• [Provided entries]:
◇ ◇ ◇ ◇ ◇
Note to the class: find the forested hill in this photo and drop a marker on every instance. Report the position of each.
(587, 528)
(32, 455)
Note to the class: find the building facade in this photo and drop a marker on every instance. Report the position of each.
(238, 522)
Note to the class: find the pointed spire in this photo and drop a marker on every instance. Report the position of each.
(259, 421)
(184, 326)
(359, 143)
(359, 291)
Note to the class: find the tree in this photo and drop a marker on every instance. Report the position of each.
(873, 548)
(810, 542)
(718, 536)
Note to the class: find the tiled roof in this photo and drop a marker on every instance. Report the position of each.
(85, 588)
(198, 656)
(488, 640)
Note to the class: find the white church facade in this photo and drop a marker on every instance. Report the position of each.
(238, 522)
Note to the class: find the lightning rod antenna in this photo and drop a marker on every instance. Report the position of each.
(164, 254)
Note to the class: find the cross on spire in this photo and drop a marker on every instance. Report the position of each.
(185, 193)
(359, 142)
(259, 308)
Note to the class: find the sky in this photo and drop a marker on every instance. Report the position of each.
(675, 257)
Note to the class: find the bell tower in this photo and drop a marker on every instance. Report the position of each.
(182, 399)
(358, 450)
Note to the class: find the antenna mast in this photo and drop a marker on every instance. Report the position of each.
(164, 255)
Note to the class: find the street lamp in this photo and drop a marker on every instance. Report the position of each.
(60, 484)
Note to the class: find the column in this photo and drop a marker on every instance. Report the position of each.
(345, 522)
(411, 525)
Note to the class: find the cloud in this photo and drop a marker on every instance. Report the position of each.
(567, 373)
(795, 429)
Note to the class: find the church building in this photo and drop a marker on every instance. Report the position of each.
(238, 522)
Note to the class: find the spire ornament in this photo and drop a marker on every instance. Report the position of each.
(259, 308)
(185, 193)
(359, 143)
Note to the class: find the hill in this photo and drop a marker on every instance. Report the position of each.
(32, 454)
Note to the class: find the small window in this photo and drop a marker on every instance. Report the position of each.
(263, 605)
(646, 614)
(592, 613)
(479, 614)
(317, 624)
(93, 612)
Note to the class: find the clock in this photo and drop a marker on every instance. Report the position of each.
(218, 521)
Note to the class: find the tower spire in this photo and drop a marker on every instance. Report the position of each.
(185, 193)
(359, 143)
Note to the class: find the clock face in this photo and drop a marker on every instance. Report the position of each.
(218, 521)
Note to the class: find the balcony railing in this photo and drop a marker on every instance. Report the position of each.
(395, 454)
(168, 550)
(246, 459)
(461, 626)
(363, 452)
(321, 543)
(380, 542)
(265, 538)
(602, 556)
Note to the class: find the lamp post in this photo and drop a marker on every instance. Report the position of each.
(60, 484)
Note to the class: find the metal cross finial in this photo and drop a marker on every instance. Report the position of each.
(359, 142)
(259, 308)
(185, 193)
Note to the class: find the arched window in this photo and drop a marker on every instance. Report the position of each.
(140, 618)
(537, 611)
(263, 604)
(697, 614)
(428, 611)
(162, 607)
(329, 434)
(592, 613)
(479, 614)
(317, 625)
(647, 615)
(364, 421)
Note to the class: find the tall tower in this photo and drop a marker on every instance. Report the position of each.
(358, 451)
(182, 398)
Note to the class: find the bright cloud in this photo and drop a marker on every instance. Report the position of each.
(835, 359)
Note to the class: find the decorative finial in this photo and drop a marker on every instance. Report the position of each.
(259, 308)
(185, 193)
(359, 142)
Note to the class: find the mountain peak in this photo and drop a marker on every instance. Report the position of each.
◇ ◇ ◇ ◇ ◇
Copy every one of the records above word for word, in the order given.

• [The completed task]:
Note to the class: find the forested hill in this photo and drop a marker on every instance. Report the position of each.
(587, 528)
(32, 455)
Note to the class: find the building facade in this photo and drop a marker on every instance. Report the position of each.
(238, 522)
Note to the class: find the pointed spire in this photo and drop a marker on every instance. Report the position of each.
(259, 421)
(184, 326)
(359, 143)
(359, 291)
Note to the class: find the tree in this photo and drop a marker on every instance. Report the position of each.
(873, 548)
(810, 542)
(718, 536)
Note to the class: find the tiled roof in this photo and drop a marker on every instance. Report the position of each.
(85, 588)
(198, 656)
(488, 640)
Note to the class: find the white church facade in this photo and drop a marker on every instance. Report the position of each.
(238, 522)
Note to the class: find the lightning rod antenna in this photo and drop a marker on every instance. Report the position of each.
(164, 254)
Note to the class: find the cross on spire in this photo and drop a marker on every instance. Report the position of each.
(185, 193)
(359, 142)
(259, 308)
Note to the class: find the sky in this photo and drop a marker on every instance. Report the position of each.
(675, 257)
Note to the class: find the bell tower in this photo and drop a marker on every instance. Report the position of each.
(182, 399)
(358, 450)
Note to the class: find the antenna mast in this photo and drop a marker on every instance. Report the position of each.
(164, 255)
Note to the class: find the street lamp in this photo and drop a marker on every instance. Report the position of each.
(60, 484)
Note to the class: find the column in this photo and drop a marker on every instance. Report the position of each.
(345, 522)
(411, 525)
Note to the class: find the cloud in this photo and drop a marker on every instance. Report the position of each.
(567, 373)
(795, 429)
Note to the class: find the church building in this photo and drop a marker on every instance. Report the position of each.
(238, 522)
Note to the class: find the spire ornament in this photo and drop a marker on every instance. Report the position of each.
(259, 308)
(185, 193)
(359, 143)
Note to the class: find the hill in this photo and drop a marker on every instance. Report the position of each.
(32, 454)
Note to the class: find the small window in this photo and drop a marker on every instance. Report the position of each.
(263, 605)
(646, 614)
(592, 613)
(479, 614)
(317, 624)
(93, 612)
Note to the class: find the clock in this photo and drop a marker on every instance. Report the position of each.
(218, 521)
Note to the class: find the tower spire in this photo and drop a marker on every instance. Report the position of each.
(185, 193)
(359, 143)
Note to the class: find the clock face in this photo and drop a marker on every instance. Report the position of each.
(218, 521)
Note to the class: find the balcony railing in this photo and drop a marker on every instance. Report the position of each.
(395, 454)
(168, 550)
(246, 459)
(461, 626)
(363, 452)
(321, 543)
(380, 542)
(265, 538)
(602, 556)
Note to the class: find the lamp post in this photo and drop a marker on every instance. Report the position of each.
(60, 484)
Note to the class: find the metal cross finial in this photo and drop a marker on every instance. Report the position of each.
(359, 142)
(259, 308)
(185, 193)
Note to the class: find the arched window in this photo and drop a marker on every instance. Report the position of each.
(140, 618)
(537, 611)
(263, 604)
(697, 614)
(428, 611)
(162, 607)
(329, 434)
(592, 613)
(479, 614)
(317, 625)
(647, 615)
(364, 421)
Note to the class: find the tall tower in this photo and drop a marker on every instance. Report the position of each.
(358, 451)
(182, 398)
Note to the class: find the bright cloud in this photo and drop a marker on every instance. Report the position of each.
(835, 359)
Note to the class: find the decorative finial in this photo and drop a marker on every instance. Report the position of each.
(259, 308)
(185, 193)
(359, 142)
Note to the class: find the mountain peak in this photo and drop a marker on every instance. Report the position of each.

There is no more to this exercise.